------ Data provided ------

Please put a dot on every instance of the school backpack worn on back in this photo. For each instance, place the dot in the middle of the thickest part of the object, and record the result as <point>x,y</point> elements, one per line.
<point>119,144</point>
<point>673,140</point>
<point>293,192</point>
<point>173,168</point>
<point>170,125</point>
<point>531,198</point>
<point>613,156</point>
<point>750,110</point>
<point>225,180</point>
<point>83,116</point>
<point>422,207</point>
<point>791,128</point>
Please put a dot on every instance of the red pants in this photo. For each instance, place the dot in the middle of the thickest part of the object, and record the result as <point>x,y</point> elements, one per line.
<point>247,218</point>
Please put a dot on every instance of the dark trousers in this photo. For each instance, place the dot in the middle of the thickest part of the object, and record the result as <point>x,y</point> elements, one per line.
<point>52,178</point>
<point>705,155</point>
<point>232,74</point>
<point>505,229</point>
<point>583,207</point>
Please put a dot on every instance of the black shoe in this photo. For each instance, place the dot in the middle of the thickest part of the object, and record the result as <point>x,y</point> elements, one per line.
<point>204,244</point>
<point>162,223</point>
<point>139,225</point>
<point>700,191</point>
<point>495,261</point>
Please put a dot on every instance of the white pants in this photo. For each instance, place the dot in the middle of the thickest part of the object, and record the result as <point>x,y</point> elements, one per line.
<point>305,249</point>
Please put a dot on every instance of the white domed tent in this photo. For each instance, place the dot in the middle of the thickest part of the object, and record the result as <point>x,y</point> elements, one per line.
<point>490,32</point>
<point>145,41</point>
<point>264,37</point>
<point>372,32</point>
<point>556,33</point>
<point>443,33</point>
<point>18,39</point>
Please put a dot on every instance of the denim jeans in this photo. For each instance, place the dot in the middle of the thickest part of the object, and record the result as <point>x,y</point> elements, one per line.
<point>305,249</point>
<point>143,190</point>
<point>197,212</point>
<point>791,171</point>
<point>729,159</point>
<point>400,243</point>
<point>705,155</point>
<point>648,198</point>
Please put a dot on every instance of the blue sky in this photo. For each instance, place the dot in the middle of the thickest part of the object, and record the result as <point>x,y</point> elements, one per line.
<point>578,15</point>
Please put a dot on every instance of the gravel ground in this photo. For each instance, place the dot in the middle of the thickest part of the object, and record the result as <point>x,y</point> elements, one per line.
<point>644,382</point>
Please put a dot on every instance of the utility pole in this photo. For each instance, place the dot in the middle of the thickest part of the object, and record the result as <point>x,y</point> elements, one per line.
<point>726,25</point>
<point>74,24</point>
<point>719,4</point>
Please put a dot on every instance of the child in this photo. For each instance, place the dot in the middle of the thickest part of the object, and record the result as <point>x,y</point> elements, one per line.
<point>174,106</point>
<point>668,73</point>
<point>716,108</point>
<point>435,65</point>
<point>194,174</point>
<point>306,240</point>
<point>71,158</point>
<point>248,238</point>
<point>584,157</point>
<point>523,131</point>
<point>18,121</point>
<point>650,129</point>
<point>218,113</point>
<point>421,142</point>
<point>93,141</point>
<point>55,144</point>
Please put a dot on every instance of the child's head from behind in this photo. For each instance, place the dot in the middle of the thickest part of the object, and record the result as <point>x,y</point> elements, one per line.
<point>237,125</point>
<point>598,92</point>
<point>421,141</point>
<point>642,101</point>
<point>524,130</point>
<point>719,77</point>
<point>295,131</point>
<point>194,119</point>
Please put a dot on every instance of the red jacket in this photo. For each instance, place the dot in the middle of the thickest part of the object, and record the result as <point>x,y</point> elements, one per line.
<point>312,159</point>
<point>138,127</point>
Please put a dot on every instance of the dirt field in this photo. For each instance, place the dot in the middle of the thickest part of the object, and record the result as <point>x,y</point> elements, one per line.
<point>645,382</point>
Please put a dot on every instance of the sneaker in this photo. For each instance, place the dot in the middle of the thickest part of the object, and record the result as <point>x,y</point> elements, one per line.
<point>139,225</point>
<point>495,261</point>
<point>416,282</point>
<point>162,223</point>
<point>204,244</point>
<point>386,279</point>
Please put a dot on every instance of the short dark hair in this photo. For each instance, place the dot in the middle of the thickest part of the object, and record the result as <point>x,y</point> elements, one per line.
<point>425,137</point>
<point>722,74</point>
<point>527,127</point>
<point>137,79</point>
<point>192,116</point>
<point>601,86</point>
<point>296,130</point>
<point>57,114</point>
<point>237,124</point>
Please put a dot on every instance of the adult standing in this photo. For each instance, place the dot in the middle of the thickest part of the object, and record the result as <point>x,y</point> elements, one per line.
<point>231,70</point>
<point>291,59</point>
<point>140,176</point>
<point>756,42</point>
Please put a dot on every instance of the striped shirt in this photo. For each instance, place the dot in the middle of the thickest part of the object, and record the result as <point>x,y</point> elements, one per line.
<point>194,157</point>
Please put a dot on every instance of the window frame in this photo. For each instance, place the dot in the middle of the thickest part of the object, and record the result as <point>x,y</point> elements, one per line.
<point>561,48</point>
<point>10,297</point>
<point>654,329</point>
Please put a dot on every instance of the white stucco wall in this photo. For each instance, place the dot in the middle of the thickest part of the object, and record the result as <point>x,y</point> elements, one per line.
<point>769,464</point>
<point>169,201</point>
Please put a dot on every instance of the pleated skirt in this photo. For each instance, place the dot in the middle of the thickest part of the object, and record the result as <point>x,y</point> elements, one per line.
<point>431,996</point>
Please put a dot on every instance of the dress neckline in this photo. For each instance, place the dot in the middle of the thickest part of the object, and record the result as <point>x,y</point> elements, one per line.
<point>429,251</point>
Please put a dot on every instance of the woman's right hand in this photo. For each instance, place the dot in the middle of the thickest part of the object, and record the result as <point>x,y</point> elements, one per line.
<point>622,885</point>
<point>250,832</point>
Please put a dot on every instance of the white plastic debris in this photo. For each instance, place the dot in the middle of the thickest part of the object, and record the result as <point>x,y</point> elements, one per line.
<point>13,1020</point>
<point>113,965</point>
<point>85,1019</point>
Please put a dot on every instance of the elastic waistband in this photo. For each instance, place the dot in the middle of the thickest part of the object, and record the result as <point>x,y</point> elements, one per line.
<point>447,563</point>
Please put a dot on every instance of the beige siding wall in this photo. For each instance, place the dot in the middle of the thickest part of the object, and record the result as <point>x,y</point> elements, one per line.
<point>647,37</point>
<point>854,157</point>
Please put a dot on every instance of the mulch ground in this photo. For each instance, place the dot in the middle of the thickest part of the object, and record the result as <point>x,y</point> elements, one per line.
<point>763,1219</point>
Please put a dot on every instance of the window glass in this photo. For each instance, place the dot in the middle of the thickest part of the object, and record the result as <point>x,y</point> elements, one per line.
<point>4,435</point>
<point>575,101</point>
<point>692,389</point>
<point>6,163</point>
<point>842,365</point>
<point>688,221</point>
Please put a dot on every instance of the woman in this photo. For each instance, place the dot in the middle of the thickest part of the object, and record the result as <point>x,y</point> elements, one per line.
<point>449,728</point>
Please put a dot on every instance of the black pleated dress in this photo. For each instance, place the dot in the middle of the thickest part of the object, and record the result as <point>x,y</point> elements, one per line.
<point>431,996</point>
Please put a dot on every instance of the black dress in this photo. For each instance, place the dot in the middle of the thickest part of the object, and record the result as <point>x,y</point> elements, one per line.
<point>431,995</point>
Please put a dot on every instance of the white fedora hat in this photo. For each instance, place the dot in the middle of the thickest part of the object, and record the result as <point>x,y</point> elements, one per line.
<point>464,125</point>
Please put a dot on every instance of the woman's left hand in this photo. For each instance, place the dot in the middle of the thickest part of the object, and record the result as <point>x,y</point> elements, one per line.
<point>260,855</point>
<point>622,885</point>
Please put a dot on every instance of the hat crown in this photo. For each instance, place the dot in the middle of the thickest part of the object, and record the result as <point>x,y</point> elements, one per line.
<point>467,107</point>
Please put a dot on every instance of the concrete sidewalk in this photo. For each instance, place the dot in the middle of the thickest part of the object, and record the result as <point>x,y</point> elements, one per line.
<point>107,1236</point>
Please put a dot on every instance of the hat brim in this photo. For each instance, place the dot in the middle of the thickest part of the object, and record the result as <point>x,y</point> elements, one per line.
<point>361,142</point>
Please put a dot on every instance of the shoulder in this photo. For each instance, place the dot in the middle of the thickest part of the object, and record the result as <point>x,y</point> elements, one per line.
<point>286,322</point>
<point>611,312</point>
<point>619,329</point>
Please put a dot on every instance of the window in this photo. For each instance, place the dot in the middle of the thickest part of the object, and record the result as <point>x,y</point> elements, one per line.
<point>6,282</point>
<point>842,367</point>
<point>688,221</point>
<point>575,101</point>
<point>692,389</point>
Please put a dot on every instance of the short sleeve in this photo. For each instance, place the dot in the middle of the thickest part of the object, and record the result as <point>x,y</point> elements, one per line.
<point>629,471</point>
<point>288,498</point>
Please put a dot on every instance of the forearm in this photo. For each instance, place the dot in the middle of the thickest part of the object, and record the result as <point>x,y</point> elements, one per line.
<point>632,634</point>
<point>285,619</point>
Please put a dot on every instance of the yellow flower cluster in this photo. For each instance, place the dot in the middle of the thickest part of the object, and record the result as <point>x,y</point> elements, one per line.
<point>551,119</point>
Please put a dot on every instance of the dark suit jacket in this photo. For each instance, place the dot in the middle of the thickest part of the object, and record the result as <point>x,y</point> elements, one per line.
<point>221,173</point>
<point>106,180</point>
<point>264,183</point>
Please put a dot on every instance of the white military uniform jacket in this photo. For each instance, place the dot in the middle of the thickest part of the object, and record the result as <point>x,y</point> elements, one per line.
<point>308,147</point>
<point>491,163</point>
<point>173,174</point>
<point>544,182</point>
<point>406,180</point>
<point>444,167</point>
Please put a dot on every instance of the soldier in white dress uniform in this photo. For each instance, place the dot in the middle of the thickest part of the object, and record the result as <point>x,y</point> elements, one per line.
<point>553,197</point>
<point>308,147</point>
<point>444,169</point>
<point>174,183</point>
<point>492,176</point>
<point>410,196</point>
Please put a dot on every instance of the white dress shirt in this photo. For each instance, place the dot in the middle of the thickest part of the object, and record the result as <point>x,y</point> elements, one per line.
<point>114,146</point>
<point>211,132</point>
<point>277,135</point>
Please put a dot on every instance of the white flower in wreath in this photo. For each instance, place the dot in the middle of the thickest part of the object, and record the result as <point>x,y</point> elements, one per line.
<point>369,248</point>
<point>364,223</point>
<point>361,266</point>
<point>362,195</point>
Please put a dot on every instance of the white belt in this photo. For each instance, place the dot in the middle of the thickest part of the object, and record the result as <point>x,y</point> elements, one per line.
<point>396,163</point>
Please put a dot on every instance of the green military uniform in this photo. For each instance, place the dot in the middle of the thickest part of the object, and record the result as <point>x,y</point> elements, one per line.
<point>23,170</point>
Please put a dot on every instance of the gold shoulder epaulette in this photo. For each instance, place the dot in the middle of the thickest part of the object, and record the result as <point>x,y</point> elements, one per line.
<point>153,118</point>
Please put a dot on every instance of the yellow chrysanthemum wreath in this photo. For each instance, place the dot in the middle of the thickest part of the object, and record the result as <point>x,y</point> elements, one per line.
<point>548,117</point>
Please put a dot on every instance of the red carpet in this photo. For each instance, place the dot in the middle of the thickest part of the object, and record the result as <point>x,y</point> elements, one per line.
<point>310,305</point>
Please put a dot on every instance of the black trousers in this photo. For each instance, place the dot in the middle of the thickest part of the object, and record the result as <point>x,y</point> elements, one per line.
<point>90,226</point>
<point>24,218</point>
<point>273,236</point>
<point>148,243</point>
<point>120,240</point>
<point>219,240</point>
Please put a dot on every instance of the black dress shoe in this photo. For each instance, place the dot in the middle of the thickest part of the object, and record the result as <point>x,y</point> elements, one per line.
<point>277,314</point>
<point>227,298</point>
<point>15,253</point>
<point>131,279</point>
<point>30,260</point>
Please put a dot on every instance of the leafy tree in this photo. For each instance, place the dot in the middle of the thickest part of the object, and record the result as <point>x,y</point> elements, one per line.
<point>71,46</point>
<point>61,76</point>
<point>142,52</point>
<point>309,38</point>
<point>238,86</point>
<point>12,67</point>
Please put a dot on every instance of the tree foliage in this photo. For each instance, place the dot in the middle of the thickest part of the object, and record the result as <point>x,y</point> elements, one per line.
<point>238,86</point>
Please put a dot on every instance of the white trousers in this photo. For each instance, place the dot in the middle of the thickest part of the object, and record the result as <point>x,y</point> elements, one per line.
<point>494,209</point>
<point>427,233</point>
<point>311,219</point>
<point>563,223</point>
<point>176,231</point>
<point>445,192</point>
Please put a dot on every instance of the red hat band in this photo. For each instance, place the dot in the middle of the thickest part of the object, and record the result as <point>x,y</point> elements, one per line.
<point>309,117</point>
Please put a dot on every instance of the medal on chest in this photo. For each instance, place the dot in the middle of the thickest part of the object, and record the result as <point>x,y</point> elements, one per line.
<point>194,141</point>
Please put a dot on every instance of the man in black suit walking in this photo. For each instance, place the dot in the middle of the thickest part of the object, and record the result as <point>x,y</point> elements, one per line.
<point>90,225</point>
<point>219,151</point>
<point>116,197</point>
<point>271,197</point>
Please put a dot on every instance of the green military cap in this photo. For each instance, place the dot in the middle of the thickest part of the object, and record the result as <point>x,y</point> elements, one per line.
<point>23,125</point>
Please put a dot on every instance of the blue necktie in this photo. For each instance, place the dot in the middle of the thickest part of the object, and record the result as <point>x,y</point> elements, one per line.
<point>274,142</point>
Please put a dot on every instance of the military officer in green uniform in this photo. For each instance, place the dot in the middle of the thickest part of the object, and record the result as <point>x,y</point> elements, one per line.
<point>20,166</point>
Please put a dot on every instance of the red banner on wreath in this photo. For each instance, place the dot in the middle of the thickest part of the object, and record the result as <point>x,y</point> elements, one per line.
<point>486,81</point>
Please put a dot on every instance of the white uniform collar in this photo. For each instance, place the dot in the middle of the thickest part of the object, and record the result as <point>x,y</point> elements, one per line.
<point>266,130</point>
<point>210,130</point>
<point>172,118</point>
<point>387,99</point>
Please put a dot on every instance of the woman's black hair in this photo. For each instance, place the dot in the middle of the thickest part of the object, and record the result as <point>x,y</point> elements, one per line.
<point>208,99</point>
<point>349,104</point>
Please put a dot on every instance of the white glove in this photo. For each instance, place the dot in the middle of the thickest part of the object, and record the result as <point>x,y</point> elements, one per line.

------

Your goal
Rewrite the listing from the line containing "Please put a dot on every instance of the white domed" up to and including the line containing "<point>719,4</point>", changing "utility pole" to "telephone pole" and keeping everything else the same.

Correct response
Please put a dot on every instance of the white domed tent in this photo. For each instance, place the dot in the middle of the thickest part of the object, and record the result as <point>x,y</point> elements, one per line.
<point>490,32</point>
<point>145,41</point>
<point>264,37</point>
<point>372,32</point>
<point>556,33</point>
<point>443,33</point>
<point>18,39</point>
Please put a dot on every instance of the denim jeans in this photo. For each instance, place the dot in the middle of the thickest part of the object, and record the result as <point>x,y</point> elements, one per line.
<point>305,249</point>
<point>143,190</point>
<point>197,212</point>
<point>791,171</point>
<point>729,159</point>
<point>400,243</point>
<point>705,155</point>
<point>648,198</point>
Please put a dot on every instance of the blue sky in this photo. For each instance, place the dot in the middle of the thickest part of the object, and record the result as <point>x,y</point> elements, one per line.
<point>578,15</point>
Please put a dot on every instance of the gravel ground in this photo. For each instance, place the dot in the middle of the thickest part of the object, and record the result as <point>x,y</point> elements, one per line.
<point>644,382</point>
Please put a dot on every instance of the telephone pole in this photo. For each instance, place the dot in the middle of the thickest part of the object, and record the result as <point>x,y</point> elements, one per line.
<point>726,25</point>
<point>74,24</point>
<point>719,4</point>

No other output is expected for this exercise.